**EXERCISE:**
Search the data for the word "instance" and copy each line that has it.

**ENTRIES SUPPLIED:**
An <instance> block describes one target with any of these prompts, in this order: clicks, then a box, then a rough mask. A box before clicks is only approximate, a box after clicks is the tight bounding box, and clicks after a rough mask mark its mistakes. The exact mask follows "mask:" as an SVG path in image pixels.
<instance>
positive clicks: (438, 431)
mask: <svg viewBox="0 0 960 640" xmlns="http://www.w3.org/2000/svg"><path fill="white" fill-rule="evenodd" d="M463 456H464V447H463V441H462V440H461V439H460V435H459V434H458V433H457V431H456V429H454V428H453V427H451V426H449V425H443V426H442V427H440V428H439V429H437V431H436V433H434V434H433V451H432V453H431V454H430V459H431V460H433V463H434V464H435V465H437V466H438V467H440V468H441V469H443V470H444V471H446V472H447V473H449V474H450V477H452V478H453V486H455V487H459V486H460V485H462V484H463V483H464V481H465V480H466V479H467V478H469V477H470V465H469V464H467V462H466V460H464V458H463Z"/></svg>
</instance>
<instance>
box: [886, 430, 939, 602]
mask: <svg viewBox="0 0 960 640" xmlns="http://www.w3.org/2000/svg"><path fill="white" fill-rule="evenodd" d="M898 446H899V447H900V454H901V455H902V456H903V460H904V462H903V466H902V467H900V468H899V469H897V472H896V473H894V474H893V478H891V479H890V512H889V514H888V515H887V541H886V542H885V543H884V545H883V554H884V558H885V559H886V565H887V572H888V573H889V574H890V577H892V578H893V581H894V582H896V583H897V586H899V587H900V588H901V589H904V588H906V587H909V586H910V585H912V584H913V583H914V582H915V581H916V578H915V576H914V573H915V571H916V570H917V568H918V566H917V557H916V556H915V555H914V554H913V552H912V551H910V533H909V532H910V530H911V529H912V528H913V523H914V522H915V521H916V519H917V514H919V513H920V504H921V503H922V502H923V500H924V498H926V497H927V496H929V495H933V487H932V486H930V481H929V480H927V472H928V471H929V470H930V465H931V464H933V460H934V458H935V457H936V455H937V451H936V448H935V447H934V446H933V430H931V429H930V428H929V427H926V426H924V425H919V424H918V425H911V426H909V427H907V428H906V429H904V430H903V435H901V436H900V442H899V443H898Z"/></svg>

**THE COMPLETED TASK:**
An <instance> block describes one target with any of these prompts, in this order: clicks, then a box, then a rough mask. A box before clicks is only approximate, a box after clicks is the tight bounding box, and clicks after a rough mask mark its mistakes. The exact mask follows "mask:" as an SVG path in image pixels.
<instance>
</instance>
<instance>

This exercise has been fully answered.